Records
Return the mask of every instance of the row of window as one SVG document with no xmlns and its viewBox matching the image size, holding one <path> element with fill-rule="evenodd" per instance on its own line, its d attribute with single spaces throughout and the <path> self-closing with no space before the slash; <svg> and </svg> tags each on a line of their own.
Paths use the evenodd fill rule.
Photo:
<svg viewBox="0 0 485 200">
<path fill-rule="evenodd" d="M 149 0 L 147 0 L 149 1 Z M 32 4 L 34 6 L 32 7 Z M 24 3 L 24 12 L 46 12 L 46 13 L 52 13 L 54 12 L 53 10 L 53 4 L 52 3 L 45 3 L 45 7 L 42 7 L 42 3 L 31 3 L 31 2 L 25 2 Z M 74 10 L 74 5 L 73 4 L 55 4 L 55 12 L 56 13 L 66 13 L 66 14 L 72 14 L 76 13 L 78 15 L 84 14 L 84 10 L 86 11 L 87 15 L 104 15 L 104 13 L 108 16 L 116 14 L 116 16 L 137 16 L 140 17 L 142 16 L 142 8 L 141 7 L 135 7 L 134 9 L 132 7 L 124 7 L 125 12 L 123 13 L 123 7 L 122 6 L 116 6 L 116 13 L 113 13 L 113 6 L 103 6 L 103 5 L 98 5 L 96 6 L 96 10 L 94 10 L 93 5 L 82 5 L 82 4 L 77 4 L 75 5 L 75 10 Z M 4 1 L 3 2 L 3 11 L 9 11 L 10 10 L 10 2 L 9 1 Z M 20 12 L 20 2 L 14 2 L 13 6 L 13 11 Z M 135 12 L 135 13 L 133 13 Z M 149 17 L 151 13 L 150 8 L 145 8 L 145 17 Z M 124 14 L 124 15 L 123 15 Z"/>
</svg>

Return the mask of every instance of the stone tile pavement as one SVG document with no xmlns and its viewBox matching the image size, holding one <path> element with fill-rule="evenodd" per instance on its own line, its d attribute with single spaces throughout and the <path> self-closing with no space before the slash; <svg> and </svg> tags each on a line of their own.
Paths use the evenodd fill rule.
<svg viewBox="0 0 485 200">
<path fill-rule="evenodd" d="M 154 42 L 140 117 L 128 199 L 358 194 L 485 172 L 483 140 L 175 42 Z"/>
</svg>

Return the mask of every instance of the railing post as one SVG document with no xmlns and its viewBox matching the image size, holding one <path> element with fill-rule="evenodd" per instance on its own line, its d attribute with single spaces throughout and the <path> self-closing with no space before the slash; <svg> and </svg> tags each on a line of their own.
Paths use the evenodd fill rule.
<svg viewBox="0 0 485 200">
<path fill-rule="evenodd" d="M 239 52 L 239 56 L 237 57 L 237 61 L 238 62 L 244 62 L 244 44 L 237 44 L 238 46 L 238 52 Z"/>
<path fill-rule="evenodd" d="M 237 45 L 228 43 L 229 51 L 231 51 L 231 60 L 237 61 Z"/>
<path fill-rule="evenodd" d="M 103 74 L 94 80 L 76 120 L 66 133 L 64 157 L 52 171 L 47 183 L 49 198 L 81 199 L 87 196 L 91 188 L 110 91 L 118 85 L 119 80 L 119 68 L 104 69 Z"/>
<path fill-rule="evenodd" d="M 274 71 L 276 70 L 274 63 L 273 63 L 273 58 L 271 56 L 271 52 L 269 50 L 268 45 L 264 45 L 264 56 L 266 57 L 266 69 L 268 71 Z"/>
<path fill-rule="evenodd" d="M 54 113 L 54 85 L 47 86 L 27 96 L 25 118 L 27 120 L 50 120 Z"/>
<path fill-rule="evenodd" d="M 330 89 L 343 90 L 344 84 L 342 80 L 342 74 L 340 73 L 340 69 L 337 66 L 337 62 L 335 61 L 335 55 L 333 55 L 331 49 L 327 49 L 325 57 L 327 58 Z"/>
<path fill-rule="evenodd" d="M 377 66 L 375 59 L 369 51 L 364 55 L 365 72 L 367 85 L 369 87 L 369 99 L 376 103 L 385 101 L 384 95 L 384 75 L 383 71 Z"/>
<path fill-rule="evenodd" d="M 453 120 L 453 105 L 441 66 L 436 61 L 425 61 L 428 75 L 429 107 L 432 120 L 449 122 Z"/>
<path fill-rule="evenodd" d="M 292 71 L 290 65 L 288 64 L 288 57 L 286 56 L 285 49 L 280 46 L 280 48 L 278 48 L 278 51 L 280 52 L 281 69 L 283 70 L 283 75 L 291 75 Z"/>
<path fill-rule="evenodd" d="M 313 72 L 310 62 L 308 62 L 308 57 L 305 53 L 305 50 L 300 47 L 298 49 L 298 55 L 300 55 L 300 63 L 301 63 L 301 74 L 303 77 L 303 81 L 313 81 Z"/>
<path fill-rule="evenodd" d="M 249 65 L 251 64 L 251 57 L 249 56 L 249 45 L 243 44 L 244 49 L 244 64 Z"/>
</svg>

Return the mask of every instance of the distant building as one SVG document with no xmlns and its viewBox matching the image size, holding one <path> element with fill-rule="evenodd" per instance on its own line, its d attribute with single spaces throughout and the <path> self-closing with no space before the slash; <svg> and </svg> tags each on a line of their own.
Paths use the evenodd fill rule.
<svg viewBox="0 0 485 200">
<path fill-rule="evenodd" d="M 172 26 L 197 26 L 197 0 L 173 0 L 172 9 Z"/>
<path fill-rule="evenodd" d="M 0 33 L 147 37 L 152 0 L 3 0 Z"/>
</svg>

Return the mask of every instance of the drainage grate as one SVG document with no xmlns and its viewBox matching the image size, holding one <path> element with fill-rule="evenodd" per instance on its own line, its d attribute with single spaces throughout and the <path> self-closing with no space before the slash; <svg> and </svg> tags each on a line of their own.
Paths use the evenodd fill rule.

◆ **Work to do**
Reproduce all of the items with "Paths use" changed to "Every path uses" wherever it occurs, keeping everything else unchanged.

◆ **Exercise result**
Return the mask of every instance of the row of window as one SVG document with no xmlns and its viewBox matching the image size, holding one <path> element with fill-rule="evenodd" per instance on its own line, its d attribute with single spaces throughout and the <path> self-closing with no space before the slash; <svg> and </svg> tags each on a line of their own.
Every path uses the evenodd fill rule.
Photo:
<svg viewBox="0 0 485 200">
<path fill-rule="evenodd" d="M 149 0 L 147 0 L 149 1 Z M 32 4 L 34 6 L 32 7 Z M 24 3 L 24 12 L 46 12 L 46 13 L 52 13 L 54 12 L 53 10 L 53 4 L 52 3 L 45 3 L 45 7 L 42 7 L 42 3 L 31 3 L 31 2 L 25 2 Z M 74 10 L 74 5 L 73 4 L 55 4 L 55 12 L 56 13 L 66 13 L 66 14 L 72 14 L 76 13 L 78 15 L 84 14 L 84 10 L 86 11 L 87 15 L 104 15 L 104 13 L 108 16 L 116 14 L 116 16 L 137 16 L 140 17 L 142 16 L 142 8 L 141 7 L 135 7 L 134 9 L 132 7 L 124 7 L 125 12 L 123 13 L 123 7 L 122 6 L 116 6 L 116 13 L 113 13 L 113 6 L 103 6 L 103 5 L 98 5 L 96 6 L 96 10 L 94 10 L 93 5 L 82 5 L 82 4 L 77 4 L 75 5 L 75 10 Z M 4 1 L 3 2 L 3 11 L 9 11 L 10 10 L 10 2 L 9 1 Z M 20 12 L 20 2 L 14 2 L 13 6 L 13 11 Z M 135 12 L 135 13 L 133 13 Z M 149 17 L 151 13 L 150 8 L 145 8 L 145 17 Z M 124 14 L 124 15 L 123 15 Z"/>
</svg>

Return the mask of every instance of the stone tile pavement as one SVG document with no xmlns and its viewBox matching the image size, holding one <path> element with fill-rule="evenodd" per instance on its own line, its d attribute with single spaces throughout and the <path> self-closing with no space before the slash; <svg> and </svg> tags each on a line of their own.
Every path uses the evenodd fill rule.
<svg viewBox="0 0 485 200">
<path fill-rule="evenodd" d="M 154 42 L 140 117 L 128 199 L 358 194 L 485 172 L 483 140 L 175 42 Z"/>
</svg>

Return the mask of every instance of the railing post as one SVG document with no xmlns and its viewBox matching the image size, holding one <path> element with fill-rule="evenodd" per instance on its own line, its d attribute with single spaces throughout and the <path> self-closing with no space before the slash; <svg> and </svg> tags each on a line of their own.
Every path uses the evenodd fill rule.
<svg viewBox="0 0 485 200">
<path fill-rule="evenodd" d="M 239 52 L 239 56 L 237 57 L 237 61 L 238 62 L 244 62 L 244 44 L 237 44 L 238 46 L 238 52 Z"/>
<path fill-rule="evenodd" d="M 237 45 L 228 43 L 229 51 L 231 51 L 231 60 L 237 61 Z"/>
<path fill-rule="evenodd" d="M 103 74 L 94 80 L 76 120 L 66 133 L 64 157 L 52 171 L 47 183 L 49 198 L 81 199 L 87 196 L 91 188 L 110 91 L 118 85 L 119 80 L 119 68 L 104 69 Z"/>
<path fill-rule="evenodd" d="M 274 71 L 276 70 L 274 63 L 273 63 L 273 58 L 271 56 L 271 52 L 269 50 L 268 45 L 264 45 L 264 56 L 266 57 L 266 69 L 268 71 Z"/>
<path fill-rule="evenodd" d="M 54 113 L 54 85 L 47 86 L 27 96 L 25 118 L 27 120 L 50 120 Z"/>
<path fill-rule="evenodd" d="M 330 89 L 343 90 L 344 84 L 342 80 L 342 74 L 340 73 L 340 69 L 337 66 L 337 62 L 335 61 L 335 55 L 333 55 L 331 49 L 327 49 L 325 57 L 327 58 Z"/>
<path fill-rule="evenodd" d="M 377 66 L 375 59 L 369 51 L 364 55 L 365 72 L 367 85 L 369 87 L 369 99 L 376 103 L 385 101 L 384 95 L 384 75 L 383 71 Z"/>
<path fill-rule="evenodd" d="M 453 120 L 453 105 L 441 66 L 436 61 L 425 61 L 428 75 L 429 107 L 432 120 L 449 122 Z"/>
<path fill-rule="evenodd" d="M 292 71 L 290 65 L 288 64 L 288 57 L 286 56 L 285 49 L 280 46 L 280 48 L 278 48 L 278 51 L 280 52 L 281 69 L 283 70 L 283 75 L 291 75 Z"/>
<path fill-rule="evenodd" d="M 313 72 L 310 62 L 308 62 L 308 57 L 305 53 L 305 50 L 300 47 L 298 49 L 298 55 L 300 55 L 300 63 L 301 63 L 301 74 L 303 77 L 303 81 L 313 81 Z"/>
<path fill-rule="evenodd" d="M 249 65 L 251 64 L 251 57 L 249 56 L 249 45 L 243 44 L 244 49 L 244 64 Z"/>
</svg>

Return the mask of every instance of the distant building as one SVG document with no xmlns and its viewBox matching the image size, holding one <path> element with fill-rule="evenodd" per instance on its own line, its d attribute with single spaces throughout and the <path> self-closing with no space before the slash; <svg> and </svg> tags each on a line of their own.
Every path uses the evenodd fill rule.
<svg viewBox="0 0 485 200">
<path fill-rule="evenodd" d="M 172 26 L 197 26 L 197 0 L 173 0 L 172 9 Z"/>
<path fill-rule="evenodd" d="M 0 33 L 147 37 L 152 0 L 3 0 Z"/>
</svg>

Return the mask of every instance of the drainage grate as one SVG document with no xmlns and its viewBox matching the image size, holding one <path> element with fill-rule="evenodd" per instance on its own line, its d attribute with single spaces throughout and the <path> self-closing with no space before the slash; <svg> and </svg> tags each on a line of their own.
Every path uses the evenodd fill rule.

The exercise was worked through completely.